Aim - Copy out the stretch of rows below from the line containing "[Batch job #auto] Object class: wooden serving" through the line containing "626;855;666;885", character for character.

========================================

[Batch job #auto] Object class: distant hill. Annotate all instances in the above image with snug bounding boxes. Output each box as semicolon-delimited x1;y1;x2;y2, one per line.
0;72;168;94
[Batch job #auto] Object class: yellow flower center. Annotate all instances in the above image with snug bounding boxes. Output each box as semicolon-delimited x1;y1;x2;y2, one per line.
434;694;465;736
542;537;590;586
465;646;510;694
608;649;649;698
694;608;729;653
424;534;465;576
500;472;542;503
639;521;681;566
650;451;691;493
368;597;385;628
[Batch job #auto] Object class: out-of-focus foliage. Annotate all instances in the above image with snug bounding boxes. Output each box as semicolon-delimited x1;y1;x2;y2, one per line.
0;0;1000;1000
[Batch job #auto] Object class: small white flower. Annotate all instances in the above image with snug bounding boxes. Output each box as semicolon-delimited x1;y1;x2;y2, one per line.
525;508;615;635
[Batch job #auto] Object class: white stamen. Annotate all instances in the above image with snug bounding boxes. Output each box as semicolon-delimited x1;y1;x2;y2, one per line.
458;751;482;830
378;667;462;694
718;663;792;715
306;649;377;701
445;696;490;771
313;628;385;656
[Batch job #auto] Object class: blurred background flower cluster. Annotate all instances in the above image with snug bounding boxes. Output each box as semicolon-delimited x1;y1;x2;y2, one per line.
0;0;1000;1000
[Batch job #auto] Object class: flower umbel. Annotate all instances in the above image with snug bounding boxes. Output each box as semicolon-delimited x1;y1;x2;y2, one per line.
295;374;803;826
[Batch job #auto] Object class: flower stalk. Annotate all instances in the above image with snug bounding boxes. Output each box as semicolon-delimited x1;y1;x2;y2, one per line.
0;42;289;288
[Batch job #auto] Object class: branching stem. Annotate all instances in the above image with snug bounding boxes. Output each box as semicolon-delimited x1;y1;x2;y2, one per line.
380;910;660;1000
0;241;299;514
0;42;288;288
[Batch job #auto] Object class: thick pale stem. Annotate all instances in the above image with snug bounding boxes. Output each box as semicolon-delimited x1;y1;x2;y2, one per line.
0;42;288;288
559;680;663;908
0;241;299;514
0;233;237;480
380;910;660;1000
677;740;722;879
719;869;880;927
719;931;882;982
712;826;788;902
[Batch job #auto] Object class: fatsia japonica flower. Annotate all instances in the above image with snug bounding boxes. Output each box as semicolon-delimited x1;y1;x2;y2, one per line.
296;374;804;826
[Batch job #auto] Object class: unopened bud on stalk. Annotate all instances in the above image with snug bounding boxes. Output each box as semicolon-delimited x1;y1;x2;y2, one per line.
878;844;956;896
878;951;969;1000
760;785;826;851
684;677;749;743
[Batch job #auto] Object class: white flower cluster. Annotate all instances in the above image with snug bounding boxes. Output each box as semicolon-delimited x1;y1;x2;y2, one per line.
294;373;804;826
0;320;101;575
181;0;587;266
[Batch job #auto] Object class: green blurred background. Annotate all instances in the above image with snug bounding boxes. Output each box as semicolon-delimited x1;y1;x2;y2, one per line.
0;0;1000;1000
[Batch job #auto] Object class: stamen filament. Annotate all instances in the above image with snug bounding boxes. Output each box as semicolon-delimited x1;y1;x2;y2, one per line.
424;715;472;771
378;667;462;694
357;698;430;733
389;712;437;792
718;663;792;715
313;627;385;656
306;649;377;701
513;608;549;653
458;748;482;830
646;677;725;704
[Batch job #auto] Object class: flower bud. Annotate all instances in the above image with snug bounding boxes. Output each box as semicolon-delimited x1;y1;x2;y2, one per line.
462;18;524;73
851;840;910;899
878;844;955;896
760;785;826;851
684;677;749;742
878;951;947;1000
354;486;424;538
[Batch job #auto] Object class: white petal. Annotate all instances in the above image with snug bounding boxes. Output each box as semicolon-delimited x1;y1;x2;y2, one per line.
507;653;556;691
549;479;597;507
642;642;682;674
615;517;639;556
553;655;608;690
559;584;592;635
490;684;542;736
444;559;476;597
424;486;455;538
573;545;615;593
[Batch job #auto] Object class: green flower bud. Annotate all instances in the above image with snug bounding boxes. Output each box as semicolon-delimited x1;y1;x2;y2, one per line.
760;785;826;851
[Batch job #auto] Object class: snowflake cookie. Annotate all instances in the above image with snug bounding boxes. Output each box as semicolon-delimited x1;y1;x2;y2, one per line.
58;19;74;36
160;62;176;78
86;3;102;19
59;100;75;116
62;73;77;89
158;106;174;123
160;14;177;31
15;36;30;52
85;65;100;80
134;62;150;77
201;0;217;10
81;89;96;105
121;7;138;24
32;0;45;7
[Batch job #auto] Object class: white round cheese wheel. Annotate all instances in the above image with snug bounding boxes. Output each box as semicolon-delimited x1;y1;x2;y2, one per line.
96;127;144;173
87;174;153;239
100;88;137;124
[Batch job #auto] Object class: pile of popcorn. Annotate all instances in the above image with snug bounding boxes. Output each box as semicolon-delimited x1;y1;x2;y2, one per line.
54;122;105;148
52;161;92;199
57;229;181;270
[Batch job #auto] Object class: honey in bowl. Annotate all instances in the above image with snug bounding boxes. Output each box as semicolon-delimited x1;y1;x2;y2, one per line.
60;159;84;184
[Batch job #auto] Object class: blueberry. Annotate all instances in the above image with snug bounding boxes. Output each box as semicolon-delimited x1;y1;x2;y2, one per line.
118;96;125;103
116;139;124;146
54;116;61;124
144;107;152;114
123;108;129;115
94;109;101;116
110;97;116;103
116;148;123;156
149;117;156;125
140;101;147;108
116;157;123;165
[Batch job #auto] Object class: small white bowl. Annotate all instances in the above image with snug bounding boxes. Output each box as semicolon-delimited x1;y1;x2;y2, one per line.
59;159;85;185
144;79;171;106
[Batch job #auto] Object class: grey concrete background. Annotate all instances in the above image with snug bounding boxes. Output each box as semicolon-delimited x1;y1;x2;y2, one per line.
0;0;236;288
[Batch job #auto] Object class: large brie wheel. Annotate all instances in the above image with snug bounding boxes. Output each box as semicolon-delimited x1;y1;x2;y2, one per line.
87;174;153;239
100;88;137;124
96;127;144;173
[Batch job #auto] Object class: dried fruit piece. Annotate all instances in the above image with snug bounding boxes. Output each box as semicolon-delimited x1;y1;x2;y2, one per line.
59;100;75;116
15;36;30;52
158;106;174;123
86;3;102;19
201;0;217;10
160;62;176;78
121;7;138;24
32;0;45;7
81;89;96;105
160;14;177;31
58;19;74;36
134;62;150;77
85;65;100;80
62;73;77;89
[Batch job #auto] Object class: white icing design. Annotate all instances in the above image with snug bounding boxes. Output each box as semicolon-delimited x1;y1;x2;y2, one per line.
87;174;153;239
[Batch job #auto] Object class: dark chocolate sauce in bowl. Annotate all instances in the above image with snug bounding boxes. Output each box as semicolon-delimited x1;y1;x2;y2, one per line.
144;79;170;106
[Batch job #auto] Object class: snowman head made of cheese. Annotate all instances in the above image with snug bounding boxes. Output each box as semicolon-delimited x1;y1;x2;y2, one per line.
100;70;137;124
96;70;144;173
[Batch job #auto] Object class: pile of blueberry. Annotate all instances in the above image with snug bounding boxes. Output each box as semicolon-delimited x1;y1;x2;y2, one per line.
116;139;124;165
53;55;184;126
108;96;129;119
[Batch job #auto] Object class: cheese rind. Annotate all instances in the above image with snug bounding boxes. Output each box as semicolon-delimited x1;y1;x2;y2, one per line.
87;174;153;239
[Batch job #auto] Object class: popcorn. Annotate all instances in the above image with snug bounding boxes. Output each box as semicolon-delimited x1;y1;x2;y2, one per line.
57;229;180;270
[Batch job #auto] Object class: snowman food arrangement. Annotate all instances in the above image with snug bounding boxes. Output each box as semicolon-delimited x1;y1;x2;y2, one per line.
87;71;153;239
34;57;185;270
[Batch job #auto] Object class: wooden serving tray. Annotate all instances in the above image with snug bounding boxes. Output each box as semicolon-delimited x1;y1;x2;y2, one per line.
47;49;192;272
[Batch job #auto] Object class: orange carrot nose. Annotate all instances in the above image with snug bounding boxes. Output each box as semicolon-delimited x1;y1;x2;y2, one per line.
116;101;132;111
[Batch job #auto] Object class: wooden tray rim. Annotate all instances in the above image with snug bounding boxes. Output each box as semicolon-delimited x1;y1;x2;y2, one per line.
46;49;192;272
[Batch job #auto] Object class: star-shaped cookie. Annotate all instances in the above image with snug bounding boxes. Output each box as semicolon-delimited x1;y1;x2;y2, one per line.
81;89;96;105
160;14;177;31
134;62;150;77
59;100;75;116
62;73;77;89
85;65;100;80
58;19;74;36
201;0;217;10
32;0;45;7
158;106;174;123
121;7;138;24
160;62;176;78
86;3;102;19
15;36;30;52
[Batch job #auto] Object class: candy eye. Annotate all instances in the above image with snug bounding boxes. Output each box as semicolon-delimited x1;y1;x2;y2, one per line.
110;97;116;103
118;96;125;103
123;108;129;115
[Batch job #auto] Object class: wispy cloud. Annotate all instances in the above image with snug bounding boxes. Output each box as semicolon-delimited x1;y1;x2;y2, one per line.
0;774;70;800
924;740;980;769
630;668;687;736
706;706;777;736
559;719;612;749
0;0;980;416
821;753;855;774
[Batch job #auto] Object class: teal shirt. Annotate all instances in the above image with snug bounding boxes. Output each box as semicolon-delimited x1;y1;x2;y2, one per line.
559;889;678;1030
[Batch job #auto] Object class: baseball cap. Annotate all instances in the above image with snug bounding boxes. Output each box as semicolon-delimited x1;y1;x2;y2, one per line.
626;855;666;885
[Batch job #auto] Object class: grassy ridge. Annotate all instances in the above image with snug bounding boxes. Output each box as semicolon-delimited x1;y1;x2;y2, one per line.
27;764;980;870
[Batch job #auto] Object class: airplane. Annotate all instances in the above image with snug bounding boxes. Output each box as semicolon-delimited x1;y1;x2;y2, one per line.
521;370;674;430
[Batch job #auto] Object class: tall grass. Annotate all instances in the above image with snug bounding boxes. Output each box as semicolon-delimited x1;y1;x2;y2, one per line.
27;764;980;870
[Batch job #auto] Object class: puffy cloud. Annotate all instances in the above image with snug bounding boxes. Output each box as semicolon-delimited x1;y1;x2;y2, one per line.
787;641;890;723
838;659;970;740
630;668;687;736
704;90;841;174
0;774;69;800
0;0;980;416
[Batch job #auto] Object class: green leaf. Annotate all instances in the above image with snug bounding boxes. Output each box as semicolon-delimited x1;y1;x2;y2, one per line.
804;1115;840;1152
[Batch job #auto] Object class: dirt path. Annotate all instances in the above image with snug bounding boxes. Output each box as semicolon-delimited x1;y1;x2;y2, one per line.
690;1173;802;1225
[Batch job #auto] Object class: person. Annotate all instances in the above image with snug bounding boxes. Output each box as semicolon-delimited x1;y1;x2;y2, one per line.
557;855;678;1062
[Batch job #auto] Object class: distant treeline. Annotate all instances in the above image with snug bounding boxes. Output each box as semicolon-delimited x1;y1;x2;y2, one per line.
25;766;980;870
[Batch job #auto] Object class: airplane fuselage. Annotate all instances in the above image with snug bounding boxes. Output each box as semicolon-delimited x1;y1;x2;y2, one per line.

========================================

Complete answer -
[Batch job #auto] Object class: wooden serving tray. Annotate all instances in the above image with snug bounding boxes. Output each box as semicolon-delimited x1;y1;x2;y2, one per line.
47;49;192;272
[Batch job #auto] Object class: orange carrot nose. Annotate all instances in the above image with snug bounding boxes. Output each box as semicolon-delimited x1;y1;x2;y2, one per line.
116;101;132;111
[Batch job #auto] Object class: wooden tray rim. Annotate all instances in the above image with snug bounding boxes. Output each box as semicolon-delimited x1;y1;x2;y2, one per line.
46;49;192;272
[Batch job #auto] Object class: star-shaped cookie. Annotate all instances in the above image with snug bounding boxes. Output each box as semicolon-delimited x1;y1;x2;y2, one per line.
81;89;96;105
160;14;177;31
134;62;150;77
59;100;75;116
62;73;77;89
85;65;100;80
58;19;74;36
201;0;217;10
32;0;45;7
158;106;174;123
121;7;138;24
160;62;176;78
86;3;102;19
15;36;30;52
[Batch job #auto] Object class: candy eye. Annotate all instances in the above image with snug bounding boxes. Output each box as semicolon-delimited x1;y1;x2;y2, one per line.
110;97;116;103
118;96;125;103
123;108;129;115
[Batch job #auto] Object class: wispy cloud. Annotate all instances in the above image with snug bounding boxes. Output each box as semicolon-delimited x1;y1;x2;y2, one per line.
0;774;70;800
924;740;980;769
630;668;687;736
706;706;777;736
559;719;612;749
0;0;980;416
821;753;855;774
[Batch job #auto] Object class: teal shirt. Annotate all instances in the above image with snug bounding boxes. Output each box as semicolon-delimited x1;y1;x2;y2, one per line.
559;889;678;1030
[Batch job #auto] Object class: baseball cap. Annotate all instances in the above image with snug bounding boxes. Output each box as semicolon-delimited x1;y1;x2;y2, one per line.
626;855;666;885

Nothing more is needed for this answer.